Over the period of a year from Jul 2016 to Jul 2017, NUSMods saw over 2.5 million sessions, over 250,000 users (including returning users) and over 9 million pageviews, peaking at the start of semesters. Freshmen often have difficulty understanding the module and bidding system but with NUSMods the process is made much smoother. Many seniors recommend freshmen to use NUSMods to plan their modules. Even exchange students use NUSMods and they often exclaim that they wished they had such a platform back in their own university. The immense popularity and usefulness of NUSMods and the impact that NUSMods has on the school population drives us to keep innovating and making NUSMods better. Another goal of NUSMods is to provide a platform to encourage students to experiment and create original community-engaging work via the NUSMods API.

Today we are very excited to be releasing a new version of NUSMods for everyone to use. This release is NUSMods’ third version since the project was originally started in 2012 by Beng, founder and creator of NUSMods. NUSMods R has been in development for over a year and will finally be available for use thanks to the hard work of a team of young and talented developers from School of Computing. NUSMods is a student-initiated project driven by the needs of students and desire of individuals to solve common university life problems with technology. The NUSMods core team has put in a tremendous amount of time and effort over the past year during both semester period and holidays to make this possible. Many thanks to the people involved in the development of NUSMods R - Zhang Yi Jiang, Li Kai, E-Liang Tan, Ng Zhi An, and Yangshun Tay.

The new version brings about some much needed enhancements such as multi-platform compatibility, performance improvements, increased customizability, and solves many of the pain points of the previous version. We redesigned the user interface, rethought the user experience, rewrote the entire code base and removed a number of features that were not commonly used among students so that your usage experience will be greatly enhanced. We have plenty of other things to ship, but done is better than perfect; we can’t wait to put the new release in your hands. Here are some of the highlights in the new release:

Timetable Overhaul

NUSMods Desktop Screenshot

The previous timetable was written in 2014 when v2 was released. While its implementation was robust and it worked, it wasn’t mobile responsive and was tougher to improve upon. Yangshun took the chance to overhaul the timetable in terms of implementation, design and user experience, writing a reusable timetable component that looks great on both desktop and mobile devices while retaining its snappy performance.

One major change we made was to kill Drag and Drop, which, unfortunately, was not suitable on mobile for scrollable interfaces. To change lessons in NUSMods R, tap on a lesson to view alternative slots, then select your intended slot. Killing Drag and drop and reverting to good old tap and select allowed us to keep the interactions across the various supported platforms consistent. Drag and drop is also not great when there are many alternative slots and you just want to view them without changing your existing selection.

We have received feedback from some students who preferred a vertical orientation for the timetable because it was more similar to Google Calendar/iCal. We contemplated switching to a vertical orientation but feared upsetting those who preferred and were used to the horizontal version. To make everyone happy, we now allow you to toggle the timetable orientation! Implementing this was a technical challenge for us and we are pretty proud of the approach we took to solve it.

_To be done_.
1 > Using the NUSMods release announcement, decide whether each statement agrees with it: (a) From Jul 2016 to Jul 2017, NUSMods had over 9 million pageviews. (b) The NUSMods project began in 2014. (c) The new release allows the timetable orientation to be switched. Answer yes or no for each and quote the deciding words.
2 > Rename "seniors" to "upperclassmen" in the NUSMods release announcement, between "Over the period" and "the NUSMods API.", inclusive, and give that part again.

Shape annotation items:
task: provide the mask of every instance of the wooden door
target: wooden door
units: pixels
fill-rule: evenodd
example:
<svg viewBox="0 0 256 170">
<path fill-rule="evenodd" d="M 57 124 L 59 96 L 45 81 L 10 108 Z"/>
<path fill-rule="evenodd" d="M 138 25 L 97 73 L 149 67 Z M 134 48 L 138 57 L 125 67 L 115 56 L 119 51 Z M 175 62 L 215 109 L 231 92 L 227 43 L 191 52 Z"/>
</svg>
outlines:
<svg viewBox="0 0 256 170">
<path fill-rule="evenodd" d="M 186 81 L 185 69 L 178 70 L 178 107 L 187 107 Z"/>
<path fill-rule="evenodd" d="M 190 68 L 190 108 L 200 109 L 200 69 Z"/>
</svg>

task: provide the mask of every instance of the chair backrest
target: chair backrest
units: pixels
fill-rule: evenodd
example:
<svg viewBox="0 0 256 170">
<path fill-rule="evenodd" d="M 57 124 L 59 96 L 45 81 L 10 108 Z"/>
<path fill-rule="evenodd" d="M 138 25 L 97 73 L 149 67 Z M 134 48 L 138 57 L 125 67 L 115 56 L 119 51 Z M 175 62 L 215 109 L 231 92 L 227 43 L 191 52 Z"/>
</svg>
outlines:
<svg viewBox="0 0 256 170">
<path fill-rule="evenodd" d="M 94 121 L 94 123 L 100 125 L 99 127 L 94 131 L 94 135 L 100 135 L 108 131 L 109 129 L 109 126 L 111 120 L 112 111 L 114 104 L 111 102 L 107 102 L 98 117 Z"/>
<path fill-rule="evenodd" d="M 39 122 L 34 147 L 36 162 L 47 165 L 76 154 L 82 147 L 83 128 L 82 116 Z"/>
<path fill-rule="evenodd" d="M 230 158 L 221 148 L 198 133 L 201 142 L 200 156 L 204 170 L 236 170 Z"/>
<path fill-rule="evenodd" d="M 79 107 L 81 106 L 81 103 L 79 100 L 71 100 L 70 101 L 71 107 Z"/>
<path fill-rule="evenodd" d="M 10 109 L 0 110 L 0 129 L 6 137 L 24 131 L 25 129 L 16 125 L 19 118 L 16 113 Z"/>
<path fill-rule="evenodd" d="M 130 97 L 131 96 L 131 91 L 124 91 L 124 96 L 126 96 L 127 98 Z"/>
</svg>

_Answers to the problems_.
1 >
(a) Yes: "over 9 million pageviews"
(b) No: "originally started in 2012 by Beng"
(c) Yes: "we now allow you to toggle the timetable orientation!"

2 >
Over the period of a year from Jul 2016 to Jul 2017, NUSMods saw over 2.5 million sessions, over 250,000 users (including returning users) and over 9 million pageviews, peaking at the start of semesters. Freshmen often have difficulty understanding the module and bidding system but with NUSMods the process is made much smoother. Many upperclassmen recommend freshmen to use NUSMods to plan their modules. Even exchange students use NUSMods and they often exclaim that they wished they had such a platform back in their own university. The immense popularity and usefulness of NUSMods and the impact that NUSMods has on the school population drives us to keep innovating and making NUSMods better. Another goal of NUSMods is to provide a platform to encourage students to experiment and create original community-engaging work via the NUSMods API.